Dataset content —
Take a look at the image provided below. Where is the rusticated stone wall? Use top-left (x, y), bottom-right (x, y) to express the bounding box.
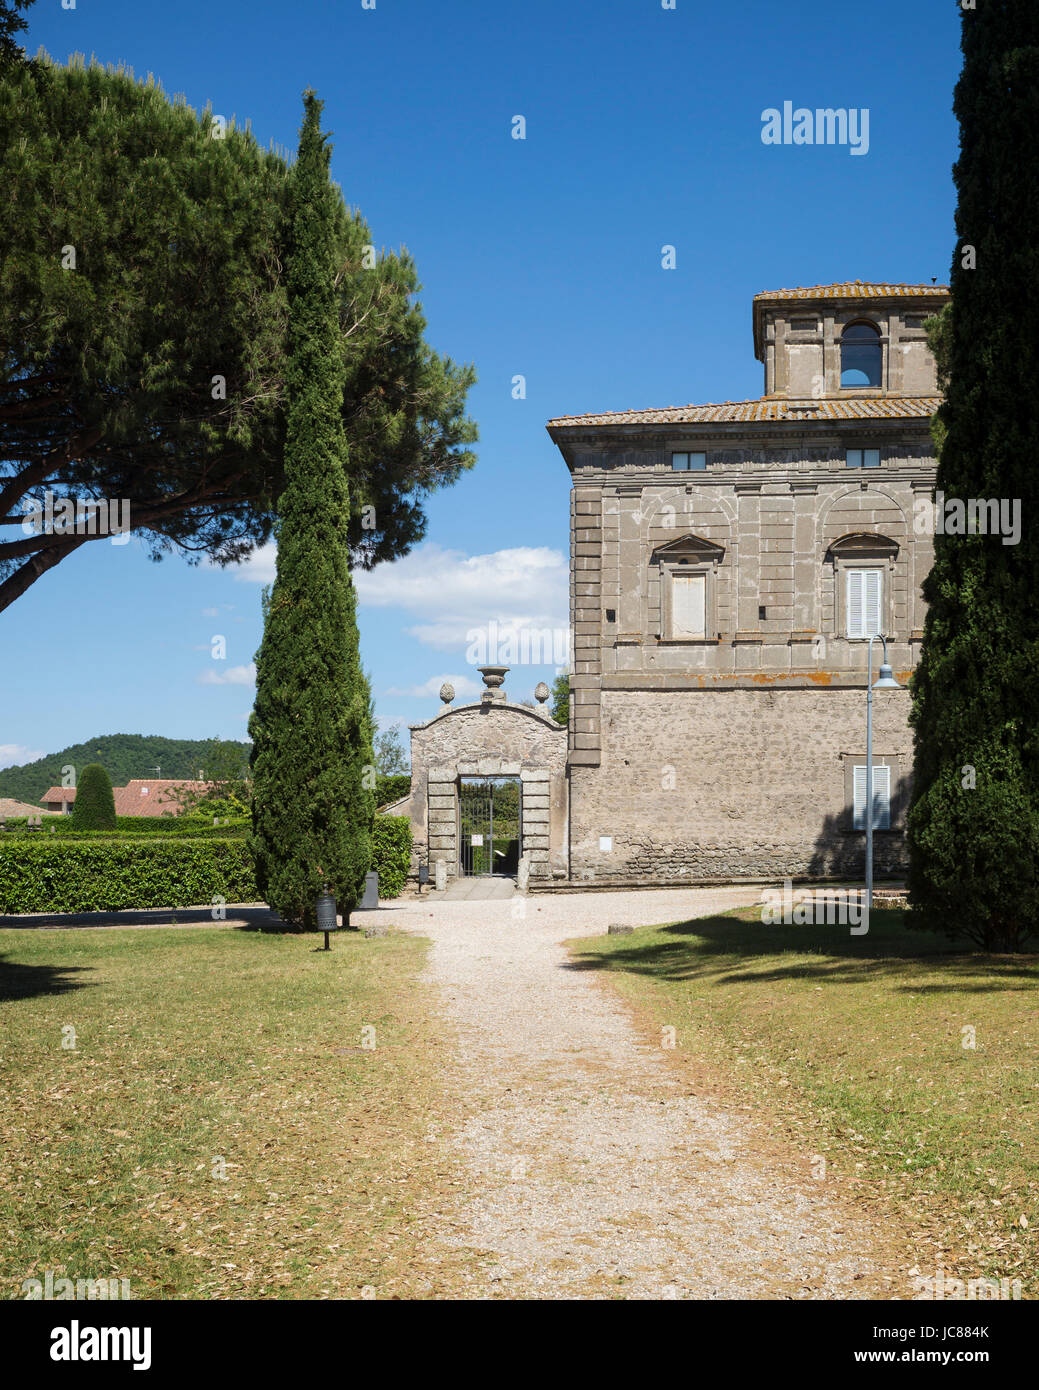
top-left (568, 687), bottom-right (913, 885)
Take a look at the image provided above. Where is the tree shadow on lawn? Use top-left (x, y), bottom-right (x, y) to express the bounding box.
top-left (564, 910), bottom-right (1039, 995)
top-left (0, 953), bottom-right (95, 1002)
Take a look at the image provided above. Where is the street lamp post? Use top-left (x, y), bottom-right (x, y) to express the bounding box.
top-left (864, 633), bottom-right (902, 935)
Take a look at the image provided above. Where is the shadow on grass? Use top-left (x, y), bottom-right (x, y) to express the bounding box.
top-left (565, 910), bottom-right (1039, 994)
top-left (0, 954), bottom-right (95, 1002)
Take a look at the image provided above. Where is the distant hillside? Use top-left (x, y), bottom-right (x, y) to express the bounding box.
top-left (0, 735), bottom-right (251, 806)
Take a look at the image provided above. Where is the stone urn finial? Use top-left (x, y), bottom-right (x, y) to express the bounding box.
top-left (439, 682), bottom-right (454, 705)
top-left (534, 681), bottom-right (550, 704)
top-left (477, 665), bottom-right (509, 703)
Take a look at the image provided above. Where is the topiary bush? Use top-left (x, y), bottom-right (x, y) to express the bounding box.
top-left (70, 764), bottom-right (117, 830)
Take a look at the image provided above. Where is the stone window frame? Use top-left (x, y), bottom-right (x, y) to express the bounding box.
top-left (839, 752), bottom-right (906, 833)
top-left (651, 535), bottom-right (725, 644)
top-left (826, 533), bottom-right (899, 642)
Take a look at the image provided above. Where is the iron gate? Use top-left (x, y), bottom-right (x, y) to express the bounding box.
top-left (459, 777), bottom-right (521, 877)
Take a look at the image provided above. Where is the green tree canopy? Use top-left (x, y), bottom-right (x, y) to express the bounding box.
top-left (550, 671), bottom-right (570, 727)
top-left (0, 1), bottom-right (33, 68)
top-left (249, 93), bottom-right (374, 927)
top-left (907, 1), bottom-right (1039, 951)
top-left (0, 55), bottom-right (476, 613)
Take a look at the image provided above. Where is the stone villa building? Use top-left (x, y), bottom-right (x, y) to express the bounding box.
top-left (403, 281), bottom-right (949, 888)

Exercise details — In the entries above, take the line containing "the stone urn" and each later line through the last, and repeat them exactly. Output nothing else.

Written answer —
Take a look at the image provided above. Where is the stone urn finial? Use top-left (x, y), bottom-right (x, y) to express the bounding box.
top-left (439, 682), bottom-right (454, 705)
top-left (534, 681), bottom-right (550, 704)
top-left (477, 665), bottom-right (509, 703)
Take a look at the image provided above. Where is the topiary bush? Use top-left (x, y), bottom-right (x, y) to express the bounding box.
top-left (70, 764), bottom-right (117, 830)
Take a look at the image provided above. Where is the stone window frame? Use top-left (x, y), bottom-right (x, y) to express the bounding box.
top-left (839, 752), bottom-right (906, 833)
top-left (651, 535), bottom-right (725, 644)
top-left (826, 533), bottom-right (899, 642)
Take a look at the image provided above. Where is the iron gate? Use top-left (x, y), bottom-right (x, y) to express the bounding box.
top-left (459, 777), bottom-right (521, 877)
Take a look at the image provided above. Where is the green tree canopy? Use top-left (x, y), bottom-right (x, y) to express the bounding box.
top-left (550, 671), bottom-right (570, 727)
top-left (0, 1), bottom-right (33, 68)
top-left (249, 93), bottom-right (374, 927)
top-left (907, 1), bottom-right (1039, 951)
top-left (0, 55), bottom-right (476, 613)
Take a look at the image provided above. Where is the stone villa building? Use top-left (x, y), bottom-right (x, y) to express the bounding box.
top-left (403, 281), bottom-right (949, 888)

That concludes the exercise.